__Prompt__: Using the results summary below, explain in one to three sentences why KeyChain is called the core contribution.

__Text shown__:
Key Experimental Results

Main Results

Model LongBench v1 Avg HotpotQA 2Wiki MuSiQue NarrativeQA QASPER
o3-mini 74.5 83.0 89.0 64.0 60.7 60.5
DeepSeek-R1 74.9 82.7 91.3 72.2 66.9 61.4
QwenLong-L1-32B 70.1 80.7 89.1 65.2 58.6 56.7
Qwen2.5-7B-Instruct 48.9 69.5 50.5 34.0 44.5 46.0
LoongRL-7B 72.4 83.1 91.1 65.6 58.4 63.6
Qwen2.5-14B-Instruct 53.1 74.0 60.5 36.5 48.5 46.0
LoongRL-14B 74.2 82.2 93.3 67.5 63.4 64.5

Ablation Study

Configuration LongBench v1 Avg Description
Qwen2.5-7B-Instruct 48.9 Baseline
LoongRL-7B (no KeyChain) 66.2 KeyChain replaced with standard multi-hop QA
LoongRL-7B (full) 72.4 Full model, KeyChain contribution +6.2%
Reward Verifier Avg Description
F1 score 65.1 Insufficient precision
LLM-as-a-judge 65.2 Extra model required, poor performance
Exact match 69.2 Overly strict
Two-way Substring (ours) 72.4 Optimal

Key Findings

  • KeyChain is the core contribution: Removing KeyChain drops performance from 72.4 to 66.2. Models trained with KeyChain exhibit explicit "plan" and "recheck" behaviors, whereas models without it mix reasoning and retrieval haphazardly.
  • 16K training generalizes to 128K: LoongRL-7B reaches 76.8 on RULER 128K (baseline 69.4); LoongRL-14B reaches 79.9 (baseline 73.6). NarrativeQA gains +14.8% and +16.0% in the 32K-64K range.
  • Reward Verifier Comparison: Two-way Substring matching significantly outperforms F1, LLM judge, and exact match, demonstrating the importance of appropriate relaxation for open-ended QA.
  • Needle-in-a-haystack passed perfectly: LoongRL-7B achieves 100% accuracy across all depths and lengths, exceeding the baselines.
  • Short-context capability maintenance: MMLU scores increased by +2.8%/+1.1%, IFEval showed only minor decreases (-0.3%/-2.6%), and mathematics performance remained stable.

Highlights & Insights

  • Ingenious KeyChain Data Construction: By introducing a "find the question before answering" structure at the data level, planning capabilities emerge naturally. This approach can be transferred to other tasks requiring structural reasoning—incentivizing reasoning through data design rather than explicit instruction.

__Given entries__:
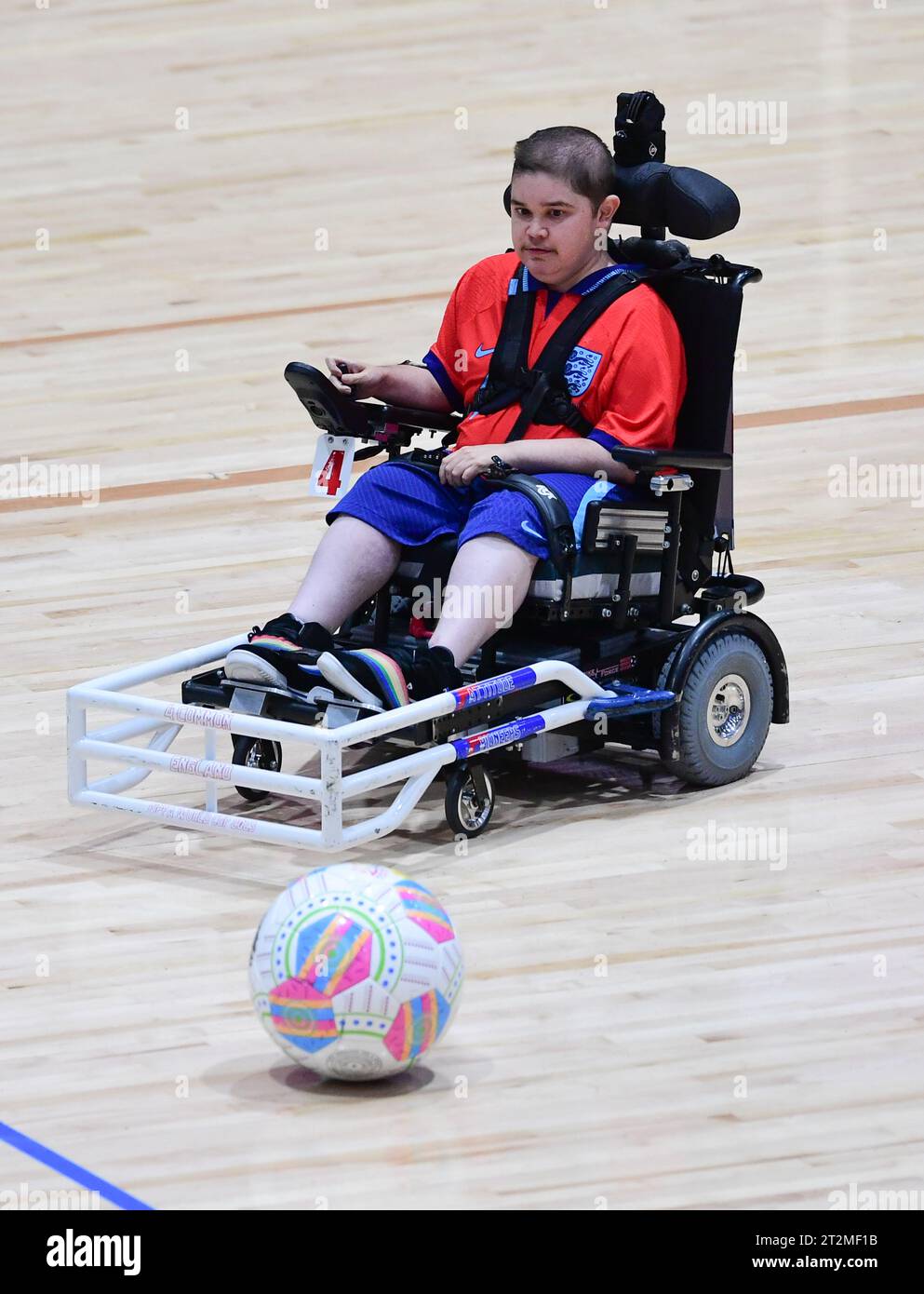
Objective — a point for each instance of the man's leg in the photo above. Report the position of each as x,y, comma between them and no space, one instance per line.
487,584
352,561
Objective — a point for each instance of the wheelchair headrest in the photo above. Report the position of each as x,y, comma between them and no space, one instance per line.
690,203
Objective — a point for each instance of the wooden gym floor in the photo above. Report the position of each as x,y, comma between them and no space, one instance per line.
756,1041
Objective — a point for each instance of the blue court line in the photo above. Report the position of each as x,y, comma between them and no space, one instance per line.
36,1151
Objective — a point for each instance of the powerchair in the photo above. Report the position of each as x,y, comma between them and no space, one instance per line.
596,656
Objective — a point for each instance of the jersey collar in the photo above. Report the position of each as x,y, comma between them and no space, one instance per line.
585,285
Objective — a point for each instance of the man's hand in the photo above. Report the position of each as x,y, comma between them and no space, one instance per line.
463,465
354,377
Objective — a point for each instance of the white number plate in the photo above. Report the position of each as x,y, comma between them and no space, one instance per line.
333,465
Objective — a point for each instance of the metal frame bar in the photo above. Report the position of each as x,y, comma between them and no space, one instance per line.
163,721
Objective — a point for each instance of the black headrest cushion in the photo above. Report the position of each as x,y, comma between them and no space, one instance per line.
691,203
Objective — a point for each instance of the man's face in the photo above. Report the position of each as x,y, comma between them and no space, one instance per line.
556,229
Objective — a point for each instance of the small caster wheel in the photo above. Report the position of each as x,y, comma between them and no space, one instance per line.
470,799
255,752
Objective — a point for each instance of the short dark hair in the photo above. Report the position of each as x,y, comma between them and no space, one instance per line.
569,153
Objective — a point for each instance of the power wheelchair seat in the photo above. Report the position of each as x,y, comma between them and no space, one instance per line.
596,655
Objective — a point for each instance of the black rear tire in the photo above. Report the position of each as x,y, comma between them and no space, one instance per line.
725,713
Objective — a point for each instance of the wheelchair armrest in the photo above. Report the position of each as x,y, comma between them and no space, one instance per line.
649,460
426,420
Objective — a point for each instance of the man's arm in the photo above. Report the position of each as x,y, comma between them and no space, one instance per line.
565,454
394,384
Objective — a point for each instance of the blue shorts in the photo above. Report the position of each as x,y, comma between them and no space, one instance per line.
411,506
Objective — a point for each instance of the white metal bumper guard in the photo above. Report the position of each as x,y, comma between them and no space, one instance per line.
163,721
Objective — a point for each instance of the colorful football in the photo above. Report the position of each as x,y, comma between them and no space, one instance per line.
356,971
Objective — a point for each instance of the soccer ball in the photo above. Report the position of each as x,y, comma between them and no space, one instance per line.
356,971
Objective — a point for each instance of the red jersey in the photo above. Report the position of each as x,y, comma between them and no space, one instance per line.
626,375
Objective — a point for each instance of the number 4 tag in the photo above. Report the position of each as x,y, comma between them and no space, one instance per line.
333,465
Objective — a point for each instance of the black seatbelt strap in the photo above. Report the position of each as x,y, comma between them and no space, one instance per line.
549,367
512,349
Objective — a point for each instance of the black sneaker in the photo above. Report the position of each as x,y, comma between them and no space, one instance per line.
284,654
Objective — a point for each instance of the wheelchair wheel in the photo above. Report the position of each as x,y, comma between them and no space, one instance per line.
254,752
470,799
725,714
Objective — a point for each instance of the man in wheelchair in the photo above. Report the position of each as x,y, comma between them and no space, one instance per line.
556,355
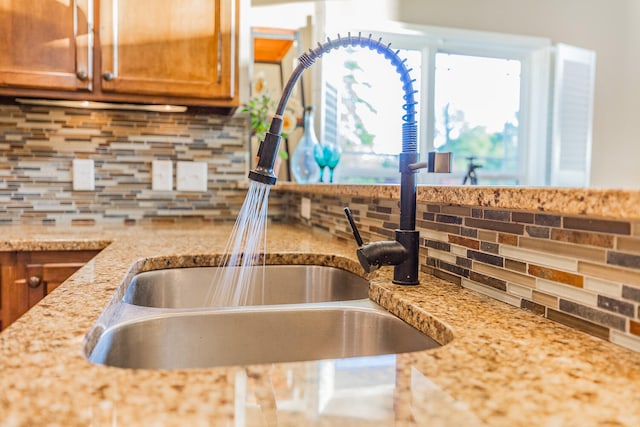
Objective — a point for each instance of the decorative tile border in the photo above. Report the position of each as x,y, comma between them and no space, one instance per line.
579,270
38,144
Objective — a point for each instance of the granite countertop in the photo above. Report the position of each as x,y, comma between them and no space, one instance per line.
499,365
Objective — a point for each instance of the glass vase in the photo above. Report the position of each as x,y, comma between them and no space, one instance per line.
303,163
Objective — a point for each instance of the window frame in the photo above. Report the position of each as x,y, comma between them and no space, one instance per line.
533,53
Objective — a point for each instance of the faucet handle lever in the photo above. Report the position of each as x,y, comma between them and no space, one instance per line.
352,223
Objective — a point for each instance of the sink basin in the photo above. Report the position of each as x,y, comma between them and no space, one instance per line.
253,335
283,284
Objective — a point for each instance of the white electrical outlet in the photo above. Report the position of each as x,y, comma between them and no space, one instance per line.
305,208
191,176
162,175
83,175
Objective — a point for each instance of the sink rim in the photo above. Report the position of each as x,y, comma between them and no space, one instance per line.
116,311
356,307
165,287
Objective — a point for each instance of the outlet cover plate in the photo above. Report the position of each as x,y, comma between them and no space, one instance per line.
83,175
162,175
191,176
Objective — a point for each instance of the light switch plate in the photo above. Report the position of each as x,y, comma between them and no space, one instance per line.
191,176
305,208
83,175
162,175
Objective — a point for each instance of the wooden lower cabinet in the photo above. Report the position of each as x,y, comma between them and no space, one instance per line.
27,277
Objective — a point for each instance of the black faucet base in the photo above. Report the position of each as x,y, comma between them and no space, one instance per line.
406,273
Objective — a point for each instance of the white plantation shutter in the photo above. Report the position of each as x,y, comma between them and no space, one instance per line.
572,114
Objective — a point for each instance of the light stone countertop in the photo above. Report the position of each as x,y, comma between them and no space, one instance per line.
605,203
500,366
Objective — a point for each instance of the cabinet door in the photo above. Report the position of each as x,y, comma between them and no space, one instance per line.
27,277
168,47
46,44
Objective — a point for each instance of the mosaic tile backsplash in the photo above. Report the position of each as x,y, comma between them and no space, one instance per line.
581,271
38,145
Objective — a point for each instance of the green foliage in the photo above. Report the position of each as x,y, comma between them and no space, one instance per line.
495,151
357,133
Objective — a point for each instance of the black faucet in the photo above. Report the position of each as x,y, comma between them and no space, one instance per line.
403,252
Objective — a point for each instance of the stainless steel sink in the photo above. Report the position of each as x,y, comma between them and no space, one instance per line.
253,335
282,284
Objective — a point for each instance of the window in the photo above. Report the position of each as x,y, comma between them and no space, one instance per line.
476,108
484,97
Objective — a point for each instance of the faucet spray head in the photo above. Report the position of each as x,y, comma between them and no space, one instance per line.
267,153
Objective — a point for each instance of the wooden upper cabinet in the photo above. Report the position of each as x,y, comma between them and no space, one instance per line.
179,48
27,277
133,51
46,44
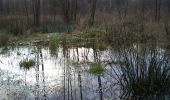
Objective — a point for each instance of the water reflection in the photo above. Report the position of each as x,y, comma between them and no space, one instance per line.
67,77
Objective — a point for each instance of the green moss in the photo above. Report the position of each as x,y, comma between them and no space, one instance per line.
96,68
27,64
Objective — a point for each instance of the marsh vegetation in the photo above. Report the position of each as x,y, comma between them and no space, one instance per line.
84,50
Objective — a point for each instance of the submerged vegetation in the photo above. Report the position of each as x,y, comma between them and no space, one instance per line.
27,64
83,31
96,68
145,76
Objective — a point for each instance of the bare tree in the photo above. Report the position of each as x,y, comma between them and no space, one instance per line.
93,11
157,10
36,12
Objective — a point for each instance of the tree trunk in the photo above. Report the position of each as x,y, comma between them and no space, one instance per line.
93,11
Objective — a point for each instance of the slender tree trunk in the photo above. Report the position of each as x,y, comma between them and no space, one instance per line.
100,87
80,85
93,11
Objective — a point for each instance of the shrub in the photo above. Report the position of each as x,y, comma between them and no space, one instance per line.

__Response to the task__: Removing KeyChain drops performance from 72.4 to 66.2, a contribution of +6.2%. Models trained with KeyChain also show explicit "plan" and "recheck" behaviors, while models trained without it mix reasoning and retrieval haphazardly.